━━━━━ EXERCISE DATA ━━━━━

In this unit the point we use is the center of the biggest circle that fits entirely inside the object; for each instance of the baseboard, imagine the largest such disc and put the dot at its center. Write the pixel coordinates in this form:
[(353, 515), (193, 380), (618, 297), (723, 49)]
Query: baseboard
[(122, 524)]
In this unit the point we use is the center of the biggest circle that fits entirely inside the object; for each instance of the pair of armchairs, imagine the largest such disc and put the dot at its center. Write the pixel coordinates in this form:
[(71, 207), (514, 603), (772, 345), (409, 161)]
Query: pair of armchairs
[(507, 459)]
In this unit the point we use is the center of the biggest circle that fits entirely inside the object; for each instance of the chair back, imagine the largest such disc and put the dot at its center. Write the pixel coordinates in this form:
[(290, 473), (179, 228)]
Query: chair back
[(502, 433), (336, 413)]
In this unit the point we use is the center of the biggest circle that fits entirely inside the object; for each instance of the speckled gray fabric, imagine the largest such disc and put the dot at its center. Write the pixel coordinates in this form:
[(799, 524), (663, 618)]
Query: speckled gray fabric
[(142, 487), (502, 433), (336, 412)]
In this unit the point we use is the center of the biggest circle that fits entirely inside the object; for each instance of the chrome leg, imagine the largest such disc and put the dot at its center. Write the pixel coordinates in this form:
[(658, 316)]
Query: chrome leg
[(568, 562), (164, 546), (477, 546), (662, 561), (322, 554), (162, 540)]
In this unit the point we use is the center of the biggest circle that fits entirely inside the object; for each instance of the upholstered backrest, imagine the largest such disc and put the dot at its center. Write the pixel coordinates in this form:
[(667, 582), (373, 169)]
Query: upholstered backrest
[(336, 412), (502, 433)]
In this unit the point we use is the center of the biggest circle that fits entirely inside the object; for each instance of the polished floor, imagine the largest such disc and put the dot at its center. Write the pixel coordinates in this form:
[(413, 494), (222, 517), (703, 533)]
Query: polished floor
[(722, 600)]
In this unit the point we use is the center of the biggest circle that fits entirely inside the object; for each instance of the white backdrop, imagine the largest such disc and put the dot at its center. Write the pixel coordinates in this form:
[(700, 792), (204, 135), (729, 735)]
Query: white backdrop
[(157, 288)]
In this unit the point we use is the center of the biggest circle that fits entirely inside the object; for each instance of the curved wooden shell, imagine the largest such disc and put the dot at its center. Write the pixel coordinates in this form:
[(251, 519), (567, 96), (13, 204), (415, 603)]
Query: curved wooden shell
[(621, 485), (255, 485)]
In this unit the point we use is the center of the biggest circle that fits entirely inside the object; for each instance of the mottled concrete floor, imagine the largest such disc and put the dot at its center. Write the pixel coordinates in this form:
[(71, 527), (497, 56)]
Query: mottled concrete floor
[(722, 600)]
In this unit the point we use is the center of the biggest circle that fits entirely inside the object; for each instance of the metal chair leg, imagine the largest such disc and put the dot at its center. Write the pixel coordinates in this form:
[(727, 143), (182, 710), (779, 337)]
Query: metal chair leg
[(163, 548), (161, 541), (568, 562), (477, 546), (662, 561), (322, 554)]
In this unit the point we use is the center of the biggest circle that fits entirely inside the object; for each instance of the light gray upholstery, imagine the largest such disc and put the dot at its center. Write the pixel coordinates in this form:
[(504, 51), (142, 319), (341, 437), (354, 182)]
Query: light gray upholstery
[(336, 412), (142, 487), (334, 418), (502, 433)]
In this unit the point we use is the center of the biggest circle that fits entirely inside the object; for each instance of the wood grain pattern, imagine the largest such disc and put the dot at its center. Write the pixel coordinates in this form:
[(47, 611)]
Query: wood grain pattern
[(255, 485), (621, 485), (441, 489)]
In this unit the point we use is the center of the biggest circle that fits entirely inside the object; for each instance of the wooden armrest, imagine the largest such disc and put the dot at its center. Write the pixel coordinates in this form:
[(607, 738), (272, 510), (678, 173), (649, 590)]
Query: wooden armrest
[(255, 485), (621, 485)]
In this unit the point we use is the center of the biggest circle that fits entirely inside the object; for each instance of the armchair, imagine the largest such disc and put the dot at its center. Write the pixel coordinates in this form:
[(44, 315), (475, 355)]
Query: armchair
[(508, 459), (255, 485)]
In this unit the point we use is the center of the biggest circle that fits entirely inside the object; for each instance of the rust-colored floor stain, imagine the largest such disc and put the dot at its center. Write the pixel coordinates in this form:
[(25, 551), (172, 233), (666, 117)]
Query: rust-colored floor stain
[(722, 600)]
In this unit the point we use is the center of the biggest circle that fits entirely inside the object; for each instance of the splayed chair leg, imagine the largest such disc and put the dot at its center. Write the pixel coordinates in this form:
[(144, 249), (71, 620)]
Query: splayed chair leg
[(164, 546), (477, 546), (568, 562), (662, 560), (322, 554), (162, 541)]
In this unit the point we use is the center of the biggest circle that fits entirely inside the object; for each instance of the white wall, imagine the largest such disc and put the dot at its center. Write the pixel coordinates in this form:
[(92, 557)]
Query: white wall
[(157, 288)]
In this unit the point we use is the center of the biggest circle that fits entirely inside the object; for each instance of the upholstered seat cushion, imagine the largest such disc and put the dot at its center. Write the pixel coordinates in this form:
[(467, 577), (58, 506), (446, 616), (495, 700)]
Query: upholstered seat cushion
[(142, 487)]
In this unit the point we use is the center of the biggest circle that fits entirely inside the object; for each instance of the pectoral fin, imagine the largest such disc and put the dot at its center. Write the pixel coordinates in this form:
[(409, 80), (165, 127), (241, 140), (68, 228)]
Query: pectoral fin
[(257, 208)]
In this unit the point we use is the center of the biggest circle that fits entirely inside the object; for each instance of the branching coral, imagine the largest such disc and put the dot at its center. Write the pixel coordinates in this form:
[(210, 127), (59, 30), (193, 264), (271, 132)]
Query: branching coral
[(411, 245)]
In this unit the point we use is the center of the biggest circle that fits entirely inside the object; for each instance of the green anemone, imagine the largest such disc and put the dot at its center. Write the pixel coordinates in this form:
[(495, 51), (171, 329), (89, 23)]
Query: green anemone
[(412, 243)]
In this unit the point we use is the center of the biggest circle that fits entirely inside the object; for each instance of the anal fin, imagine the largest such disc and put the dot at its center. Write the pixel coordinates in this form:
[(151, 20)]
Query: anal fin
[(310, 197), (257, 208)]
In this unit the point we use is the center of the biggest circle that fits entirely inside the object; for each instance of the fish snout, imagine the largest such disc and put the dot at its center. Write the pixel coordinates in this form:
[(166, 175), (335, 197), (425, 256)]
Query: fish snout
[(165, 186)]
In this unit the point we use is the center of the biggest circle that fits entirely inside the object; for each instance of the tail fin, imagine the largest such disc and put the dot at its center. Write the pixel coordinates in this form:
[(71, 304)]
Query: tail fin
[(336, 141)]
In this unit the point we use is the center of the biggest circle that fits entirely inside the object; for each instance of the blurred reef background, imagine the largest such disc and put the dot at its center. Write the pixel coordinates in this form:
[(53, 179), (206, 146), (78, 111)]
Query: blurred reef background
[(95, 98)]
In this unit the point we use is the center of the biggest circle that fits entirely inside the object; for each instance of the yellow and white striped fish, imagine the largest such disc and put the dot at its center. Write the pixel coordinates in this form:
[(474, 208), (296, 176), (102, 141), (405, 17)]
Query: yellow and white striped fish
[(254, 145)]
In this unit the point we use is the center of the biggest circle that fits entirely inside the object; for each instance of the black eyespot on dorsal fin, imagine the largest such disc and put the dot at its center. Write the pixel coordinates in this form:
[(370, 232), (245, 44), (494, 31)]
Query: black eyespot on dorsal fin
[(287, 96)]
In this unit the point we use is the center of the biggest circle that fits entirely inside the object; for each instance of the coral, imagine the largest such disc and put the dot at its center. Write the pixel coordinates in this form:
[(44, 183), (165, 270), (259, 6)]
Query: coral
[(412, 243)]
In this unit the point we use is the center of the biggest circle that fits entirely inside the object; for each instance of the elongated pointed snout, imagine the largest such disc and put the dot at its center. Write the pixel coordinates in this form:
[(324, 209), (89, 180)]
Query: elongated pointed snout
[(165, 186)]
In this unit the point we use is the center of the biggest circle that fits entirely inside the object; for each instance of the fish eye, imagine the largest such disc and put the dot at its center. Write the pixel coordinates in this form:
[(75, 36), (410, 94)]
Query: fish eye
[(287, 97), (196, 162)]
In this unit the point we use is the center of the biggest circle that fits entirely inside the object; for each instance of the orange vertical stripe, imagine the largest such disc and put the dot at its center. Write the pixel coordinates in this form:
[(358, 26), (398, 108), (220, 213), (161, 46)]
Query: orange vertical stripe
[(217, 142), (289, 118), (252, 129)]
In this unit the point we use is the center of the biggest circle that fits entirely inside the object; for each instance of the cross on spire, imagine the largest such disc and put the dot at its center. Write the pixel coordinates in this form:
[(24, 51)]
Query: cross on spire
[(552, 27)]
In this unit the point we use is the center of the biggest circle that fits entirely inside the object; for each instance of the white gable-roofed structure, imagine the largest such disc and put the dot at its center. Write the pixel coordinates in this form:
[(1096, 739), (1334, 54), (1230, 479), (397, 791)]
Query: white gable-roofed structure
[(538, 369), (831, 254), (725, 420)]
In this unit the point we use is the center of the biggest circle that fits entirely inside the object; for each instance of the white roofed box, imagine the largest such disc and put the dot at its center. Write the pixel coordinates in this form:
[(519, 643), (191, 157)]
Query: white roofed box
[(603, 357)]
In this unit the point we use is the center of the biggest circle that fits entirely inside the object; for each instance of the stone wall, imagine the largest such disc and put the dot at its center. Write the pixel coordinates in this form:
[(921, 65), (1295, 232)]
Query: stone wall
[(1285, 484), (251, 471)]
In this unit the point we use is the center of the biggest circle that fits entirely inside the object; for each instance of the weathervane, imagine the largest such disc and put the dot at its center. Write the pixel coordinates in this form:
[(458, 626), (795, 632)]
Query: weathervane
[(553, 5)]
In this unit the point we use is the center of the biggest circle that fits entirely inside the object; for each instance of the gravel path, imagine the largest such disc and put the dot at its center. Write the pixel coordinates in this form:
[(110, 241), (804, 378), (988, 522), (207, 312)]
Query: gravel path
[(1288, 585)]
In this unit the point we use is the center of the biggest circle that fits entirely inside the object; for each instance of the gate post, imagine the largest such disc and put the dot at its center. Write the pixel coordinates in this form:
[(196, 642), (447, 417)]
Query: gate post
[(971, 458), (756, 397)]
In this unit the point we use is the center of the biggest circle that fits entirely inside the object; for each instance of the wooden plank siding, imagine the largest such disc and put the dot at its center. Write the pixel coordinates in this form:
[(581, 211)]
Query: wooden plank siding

━━━━━

#### [TASK OBJECTIVE]
Copy out the stretch of lines above from the one containing "the white gable-roofed" through the one containing "[(1288, 585)]", keeping every character unchanged.

#### [EXPECTED ANSWER]
In this unit the point we use is the center of the biggest circle that fits entirely inside the object; for each instance of the white gable-roofed structure, imagine the largest such disc and put the dot at its center. Write the pixel coordinates in this form:
[(1096, 739), (1334, 54), (1230, 479), (397, 791)]
Query: white gable-roofed structure
[(538, 369), (831, 254), (725, 420)]
In this unit the point we use is the center of the biggest circle that fits entirely inside the object; for each instance of the white roofed box, imagine the largest such disc and put the dot at its center. Write the pixel coordinates in this form:
[(519, 643), (191, 157)]
Query: white roofed box
[(603, 357)]
In this unit the point we use is the center of the biggest circle that fits entirely inside the object; for each instance of the stone wall, imagine the largest such disc and put the dot at its center. Write the pixel coordinates in this form:
[(921, 65), (1295, 232)]
Query: stone wall
[(1285, 484), (251, 471)]
In this unit the point we use is the center of the biggest circle that fits entirely inside the object; for each instance of the weathervane, imagine the largest such disc and put the dot at its center. Write the pixel coordinates in this form:
[(458, 626), (795, 632)]
Query: weathervane
[(553, 5)]
In this unit the point we use is the center of the biggest circle that fits entirely inside the object; for each instance of the gravel path, imagine the largest such disc and put the dot at its center. Write the pixel coordinates in this form:
[(110, 241), (804, 378), (988, 522), (207, 312)]
Query: gravel path
[(1288, 585)]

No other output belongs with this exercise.